━━━ Page ━━━
Deux principaux magazines se font concurrence pour la publication de nouvelles : Je sais tout, fondé par Pierre Lafitte, et Lectures pour tous,
fondé par Victor Tissot. Outre des nouvelles, ils publient tous deux
des articles conjecturaux, spéculant sur le devenir des sciences
(habitabilité des planètes, communication avec Mars, innovations
futures, etc.). Je sais tout
publie entre 1907 et 1922 des nouvelles de Maurice Renard, de J.-H.
Rosny aîné, de Maurice Leblanc, de Michel Corday, de Paul Arosa et de
Jules Perrin. On trouve parmi tous ces textes des histoires
représentatives de la veine merveilleuse-scientifique. Dans Le mystérieux Dajan-Phinn de Michel Corday, un savant a mis au point un être artificiel, tandis que celui des Mystérieuses études du professeur Kruhl de Paul Arosa garde une tête coupée vivante à l'aide d'une machine électrique et de sang de porc bien frais. Dans La force mystérieuse de J.-H. Rosny aîné ou Les trois yeux de
Maurice Leblanc, de mystérieux phénomènes optiques ont lieu. Dans le
premier, le spectre lumineux s'affaiblit sous l'effet d'une perturbation
cosmique et cause une crise de folie et de carnivorisme à la surface du
globe. Dans le second, les Vénusiens envoient sur Terre des images du
passé, projetées sur une surface exotique, recouverte de rayons B.
Lectures pour tous
publie entre 1909 et 1929 plusieurs nouvelles d’Octave Béliard, de
Maurice Renard, de Raoul Bigot, de Noëlle Roger et de J.-H. Rosny aîné.
Ces récits sont parsemés d'extrapolations scientifiques. L'Éther-Alpha d'Albert Bailly, lauréat du prix Jules Verne, présente un vaisseau spatial transparent, fait à base d'éther, Le sommeil sous les blés de Joseph Jacquin et d'Aristide Fabre spécule sur le pouvoir d'anabiose des fakirs, tandis que Le voleur de cerveaux de Jean de Quirielle met en scène une inquiétante créature tentaculaire, gavée à l'énergie psychique.
━━━
## À faire
1. Reprenez sous forme de liste le paragraphe du texte sur les magazines qui commence par « Lectures pour tous publie entre 1909 », en conservant ses faits principaux.
2. Prolongez le texte sur les magazines à partir de sa dernière phrase.
━━━ Données enregistrées ━━━
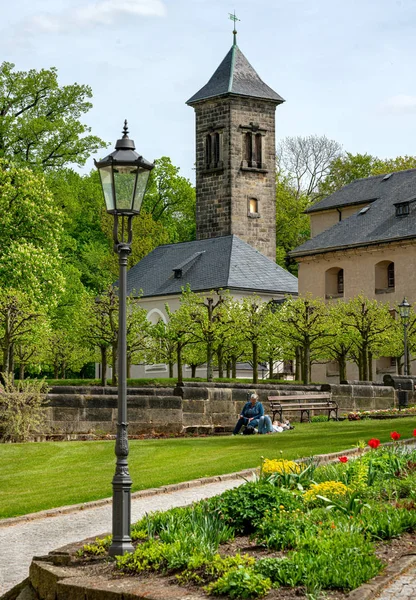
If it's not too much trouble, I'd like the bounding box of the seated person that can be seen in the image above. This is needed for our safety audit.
━━━
## Corrigé
1.
- Entre 1909 et 1929, Lectures pour tous publie des nouvelles d'Octave Béliard, de Maurice Renard, de Raoul Bigot, de Noëlle Roger et de J.-H. Rosny aîné.
- Ces récits contiennent de nombreuses extrapolations scientifiques.
- L'Éther-Alpha d'Albert Bailly, lauréat du prix Jules Verne : un vaisseau spatial transparent fait à base d'éther.
- Le sommeil sous les blés de Joseph Jacquin et d'Aristide Fabre : une spéculation sur le pouvoir d'anabiose des fakirs.
- Le voleur de cerveaux de Jean de Quirielle : une inquiétante créature tentaculaire gavée à l'énergie psychique.

2.
Citons encore le Journal des Voyages et des Aventures de Terre et de Mer (1877-1949), sous-titré « revue de récréation scientifique », et fondé par Charles-Lucien Huard, ainsi que Sciences et Voyages (1919-1939),
créé par les frères Offenstadt, qui publient tous deux divers
feuilletons pouvant relever du domaine merveilleux-scientifique, glissés
entre des articles de vulgarisation scientifique ou des récits de
voyages. L'intrigue merveilleuse-scientifique est le plus souvent
dissimulée derrière des rebondissements nombreux. Ainsi, L’âme du docteur Kips de Maurice Champagne imagine que le héros se réincarne en un autre point de la terre, sous l'action d'un fakir. Enfin, La Science illustrée,
revue fondée par Louis Figuier, publie entre 1887 et 1905 des articles
scientifiques, des romans scientifiques ou encore de la science
amusante. Sous la forme de trépidants récits d'aventures scientifiques,
parus sous l'étiquette « romans scientifiques », Louis Boussenard ou le comte Didier de Chousy
racontent tour à tour des expériences de création artificielle de la
vie ou une ville futuriste peuplée de serviables machines, les
Atmophytes, qui vont se soulever contre leurs maîtres.
À côté des magazines et périodiques, quatre maisons d'édition se
distinguent par la récurrence de leurs auteurs, par la cohérence de leur
catalogue et par le soin apporté aux couvertures : Albert Méricant,
Jules Tallandier, Joseph Ferenczi et Pierre Lafitte.
Les éditions Albert Méricant publient, entre 1908 et 1909, dans la
collection « Le Roman d'Aventures », reconnaissable à sa bordure rouge,
plusieurs œuvres de Gustave Le Rouge
et de Paul d'Ivoi. La collection « Les Récits Mystérieux », éditée
entre 1912 et 1914, est celle qui se rapproche le plus d'une collection
spécialisée puisque la majorité de ses 21 volumes se rapportent à la
conjecture (notamment Léon Groc, Jules Hoche, Jean de Quirielle, Gustave
Le Rouge) et propose des récits de vie artificielle, d'emprise
psychique et de force intra-atomique. Les publications se distinguent
par leurs couvertures colorées, majoritairement réalisées par le peintre
Charles Atamian.
Les éditions Tallandier publient quant à elles de nombreux romans
d'aventures, au sein de la collection « Bibliothèque des Grandes
Aventures », illustrés notamment par Maurice Toussaint, dans les années
1927 et 1930 (Cyrius, Norbert Sevestre, Paul d'Ivoi, Louis Boussenard, René Thévenin). Dans les années 1939-1941, la collection « Le Lynx », cernée de noir, republie sous un titre nouveau des romans d'H. J. Magog, d'André Couvreur ou encore de Léon Groc.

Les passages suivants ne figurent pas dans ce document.